BEGIN Data

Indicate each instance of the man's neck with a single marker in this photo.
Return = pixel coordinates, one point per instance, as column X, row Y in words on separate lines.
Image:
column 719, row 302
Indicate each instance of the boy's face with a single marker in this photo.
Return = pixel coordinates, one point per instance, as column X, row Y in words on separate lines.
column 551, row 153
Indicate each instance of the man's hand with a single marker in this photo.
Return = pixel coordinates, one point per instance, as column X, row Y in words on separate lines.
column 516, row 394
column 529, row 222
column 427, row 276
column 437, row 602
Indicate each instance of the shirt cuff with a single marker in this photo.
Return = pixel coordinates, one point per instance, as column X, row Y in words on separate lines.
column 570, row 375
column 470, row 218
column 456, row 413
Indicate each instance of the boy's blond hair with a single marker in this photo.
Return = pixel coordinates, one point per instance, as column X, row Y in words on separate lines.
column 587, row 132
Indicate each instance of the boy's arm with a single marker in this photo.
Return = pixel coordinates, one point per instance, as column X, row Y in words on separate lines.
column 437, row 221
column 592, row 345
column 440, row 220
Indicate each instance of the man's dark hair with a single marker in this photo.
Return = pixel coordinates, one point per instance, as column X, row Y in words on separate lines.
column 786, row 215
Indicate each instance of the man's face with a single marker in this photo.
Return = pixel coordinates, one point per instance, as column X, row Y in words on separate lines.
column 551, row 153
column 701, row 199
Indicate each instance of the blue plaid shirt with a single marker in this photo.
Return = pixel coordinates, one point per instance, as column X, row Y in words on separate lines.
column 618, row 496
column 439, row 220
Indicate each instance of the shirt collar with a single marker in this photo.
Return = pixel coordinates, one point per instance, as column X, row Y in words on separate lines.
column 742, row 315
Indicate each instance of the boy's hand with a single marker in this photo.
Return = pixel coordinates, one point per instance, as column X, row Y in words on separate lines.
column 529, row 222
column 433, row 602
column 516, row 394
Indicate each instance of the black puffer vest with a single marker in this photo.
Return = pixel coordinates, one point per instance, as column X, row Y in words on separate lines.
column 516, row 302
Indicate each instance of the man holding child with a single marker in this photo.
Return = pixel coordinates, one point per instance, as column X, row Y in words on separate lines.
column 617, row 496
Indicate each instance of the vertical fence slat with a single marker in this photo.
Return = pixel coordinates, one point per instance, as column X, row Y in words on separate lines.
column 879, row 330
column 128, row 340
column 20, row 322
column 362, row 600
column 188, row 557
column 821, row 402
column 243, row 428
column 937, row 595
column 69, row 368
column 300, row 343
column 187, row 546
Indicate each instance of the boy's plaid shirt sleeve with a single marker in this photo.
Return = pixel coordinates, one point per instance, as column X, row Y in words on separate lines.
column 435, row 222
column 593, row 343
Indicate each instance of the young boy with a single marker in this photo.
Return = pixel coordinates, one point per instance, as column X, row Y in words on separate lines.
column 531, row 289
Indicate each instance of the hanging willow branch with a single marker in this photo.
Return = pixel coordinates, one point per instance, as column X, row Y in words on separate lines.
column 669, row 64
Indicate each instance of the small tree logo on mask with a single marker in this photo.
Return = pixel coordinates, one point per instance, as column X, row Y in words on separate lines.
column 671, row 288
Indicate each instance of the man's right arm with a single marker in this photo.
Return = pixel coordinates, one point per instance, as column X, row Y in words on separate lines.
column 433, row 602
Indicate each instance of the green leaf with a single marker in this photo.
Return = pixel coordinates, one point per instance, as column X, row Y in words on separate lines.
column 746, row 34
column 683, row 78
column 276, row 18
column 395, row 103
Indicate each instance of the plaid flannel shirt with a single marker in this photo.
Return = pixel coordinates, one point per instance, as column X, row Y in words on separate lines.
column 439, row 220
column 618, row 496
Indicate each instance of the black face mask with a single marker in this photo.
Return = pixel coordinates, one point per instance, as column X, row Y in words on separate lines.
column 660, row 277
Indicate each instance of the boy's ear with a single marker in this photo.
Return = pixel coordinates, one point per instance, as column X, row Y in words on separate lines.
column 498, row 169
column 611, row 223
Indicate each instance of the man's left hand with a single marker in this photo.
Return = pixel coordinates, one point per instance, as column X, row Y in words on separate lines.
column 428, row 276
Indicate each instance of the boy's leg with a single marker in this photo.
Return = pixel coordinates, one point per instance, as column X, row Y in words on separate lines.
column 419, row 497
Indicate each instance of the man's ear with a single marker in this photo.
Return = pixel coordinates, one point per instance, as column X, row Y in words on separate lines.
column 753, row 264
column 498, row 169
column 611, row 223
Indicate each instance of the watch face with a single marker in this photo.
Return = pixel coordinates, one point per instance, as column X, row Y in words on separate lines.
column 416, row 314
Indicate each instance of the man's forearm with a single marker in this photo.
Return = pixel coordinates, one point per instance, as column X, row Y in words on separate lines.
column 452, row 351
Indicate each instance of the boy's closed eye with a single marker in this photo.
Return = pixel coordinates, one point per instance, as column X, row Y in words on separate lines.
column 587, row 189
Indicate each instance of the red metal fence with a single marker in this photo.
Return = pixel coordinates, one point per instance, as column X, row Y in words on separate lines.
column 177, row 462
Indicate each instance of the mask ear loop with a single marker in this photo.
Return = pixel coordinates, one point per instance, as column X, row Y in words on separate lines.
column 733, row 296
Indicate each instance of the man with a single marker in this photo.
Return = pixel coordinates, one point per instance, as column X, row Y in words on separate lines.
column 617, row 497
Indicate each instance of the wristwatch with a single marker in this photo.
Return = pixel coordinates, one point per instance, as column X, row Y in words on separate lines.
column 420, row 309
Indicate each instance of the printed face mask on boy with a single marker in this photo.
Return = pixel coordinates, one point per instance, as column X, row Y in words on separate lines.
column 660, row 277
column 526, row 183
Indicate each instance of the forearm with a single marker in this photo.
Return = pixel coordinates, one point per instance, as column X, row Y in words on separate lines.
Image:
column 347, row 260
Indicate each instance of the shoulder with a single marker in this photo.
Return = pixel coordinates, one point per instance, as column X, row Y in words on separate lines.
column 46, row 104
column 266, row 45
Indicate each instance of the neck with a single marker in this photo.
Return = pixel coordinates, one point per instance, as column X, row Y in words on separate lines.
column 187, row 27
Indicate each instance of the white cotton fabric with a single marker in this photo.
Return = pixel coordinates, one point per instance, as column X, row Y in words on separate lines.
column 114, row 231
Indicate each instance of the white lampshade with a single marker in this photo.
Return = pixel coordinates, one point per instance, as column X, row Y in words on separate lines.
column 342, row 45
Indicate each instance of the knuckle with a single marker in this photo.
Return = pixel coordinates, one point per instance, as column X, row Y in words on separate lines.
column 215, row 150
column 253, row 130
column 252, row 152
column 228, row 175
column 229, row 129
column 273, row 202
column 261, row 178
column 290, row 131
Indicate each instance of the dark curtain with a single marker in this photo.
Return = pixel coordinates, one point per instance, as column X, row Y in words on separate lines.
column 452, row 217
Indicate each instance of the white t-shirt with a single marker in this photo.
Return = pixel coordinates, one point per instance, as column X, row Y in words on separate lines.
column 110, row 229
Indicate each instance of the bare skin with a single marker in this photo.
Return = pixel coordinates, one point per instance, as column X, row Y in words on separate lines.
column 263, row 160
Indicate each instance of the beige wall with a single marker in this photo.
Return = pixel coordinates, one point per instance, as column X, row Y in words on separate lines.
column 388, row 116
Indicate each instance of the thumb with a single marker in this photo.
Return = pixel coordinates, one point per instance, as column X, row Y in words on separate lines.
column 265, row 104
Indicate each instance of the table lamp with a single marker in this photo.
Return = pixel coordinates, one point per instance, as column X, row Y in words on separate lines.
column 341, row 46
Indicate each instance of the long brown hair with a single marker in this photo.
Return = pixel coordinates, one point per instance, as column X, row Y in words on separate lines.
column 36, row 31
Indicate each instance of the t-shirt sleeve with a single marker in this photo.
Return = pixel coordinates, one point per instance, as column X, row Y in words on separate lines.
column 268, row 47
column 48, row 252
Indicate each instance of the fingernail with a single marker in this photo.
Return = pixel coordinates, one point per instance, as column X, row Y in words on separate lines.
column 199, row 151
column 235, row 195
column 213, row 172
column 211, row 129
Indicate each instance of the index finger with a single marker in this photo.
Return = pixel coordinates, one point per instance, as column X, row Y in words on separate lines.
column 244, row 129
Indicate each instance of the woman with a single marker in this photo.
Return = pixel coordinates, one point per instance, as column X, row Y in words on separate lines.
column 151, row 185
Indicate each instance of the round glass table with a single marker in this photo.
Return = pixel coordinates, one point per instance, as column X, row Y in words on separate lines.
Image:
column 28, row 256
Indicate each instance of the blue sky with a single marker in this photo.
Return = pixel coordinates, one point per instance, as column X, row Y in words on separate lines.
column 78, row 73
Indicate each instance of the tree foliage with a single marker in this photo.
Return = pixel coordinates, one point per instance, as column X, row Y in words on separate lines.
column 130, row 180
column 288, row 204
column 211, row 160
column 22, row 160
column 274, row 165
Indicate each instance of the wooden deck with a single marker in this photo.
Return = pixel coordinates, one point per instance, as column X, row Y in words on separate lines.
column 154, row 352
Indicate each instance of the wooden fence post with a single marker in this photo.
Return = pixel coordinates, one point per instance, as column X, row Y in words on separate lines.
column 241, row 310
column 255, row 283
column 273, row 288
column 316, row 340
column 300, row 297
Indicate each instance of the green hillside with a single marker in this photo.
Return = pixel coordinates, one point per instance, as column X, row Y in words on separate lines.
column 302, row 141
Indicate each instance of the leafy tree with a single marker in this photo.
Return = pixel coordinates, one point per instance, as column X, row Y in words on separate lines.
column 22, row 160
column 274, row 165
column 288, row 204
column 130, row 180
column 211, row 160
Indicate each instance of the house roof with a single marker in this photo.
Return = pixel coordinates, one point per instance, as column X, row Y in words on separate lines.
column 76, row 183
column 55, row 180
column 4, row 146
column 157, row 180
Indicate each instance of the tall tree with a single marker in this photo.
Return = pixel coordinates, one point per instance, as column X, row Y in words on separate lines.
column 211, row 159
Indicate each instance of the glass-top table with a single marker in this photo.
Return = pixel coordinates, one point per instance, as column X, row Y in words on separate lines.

END Data

Having output the line that contains "Indicate each instance of the man's dark", stop. Every line before it, back to the first line of the data, must be reproduced exactly.

Indicate each instance of the man's neck with a single marker in this photo.
Return = pixel coordinates, one point per instance, as column X, row Y in words on separate lines.
Image:
column 719, row 302
Indicate each instance of the boy's face with a single marker in this photo.
Return = pixel coordinates, one point per instance, as column X, row Y in words on separate lines.
column 551, row 153
Indicate each instance of the man's hand with a single marker in this photo.
Return = pixel coordinates, one point per instance, as column X, row Y in words on separate lines.
column 516, row 394
column 529, row 222
column 427, row 276
column 437, row 602
Indicate each instance of the shirt cuff with a single marker in this photo.
Return = pixel coordinates, one point per instance, as column X, row Y in words on separate lines.
column 570, row 375
column 470, row 218
column 456, row 413
Indicate each instance of the boy's blond hair with a single marker in this photo.
Return = pixel coordinates, one point per instance, as column X, row Y in words on separate lines.
column 587, row 132
Indicate each instance of the boy's arm with a single marker in this photo.
Return = pixel coordinates, one point per instance, as column X, row Y in words on separate lines.
column 437, row 221
column 592, row 345
column 440, row 220
Indicate each instance of the man's dark hair with a single marker in this photo.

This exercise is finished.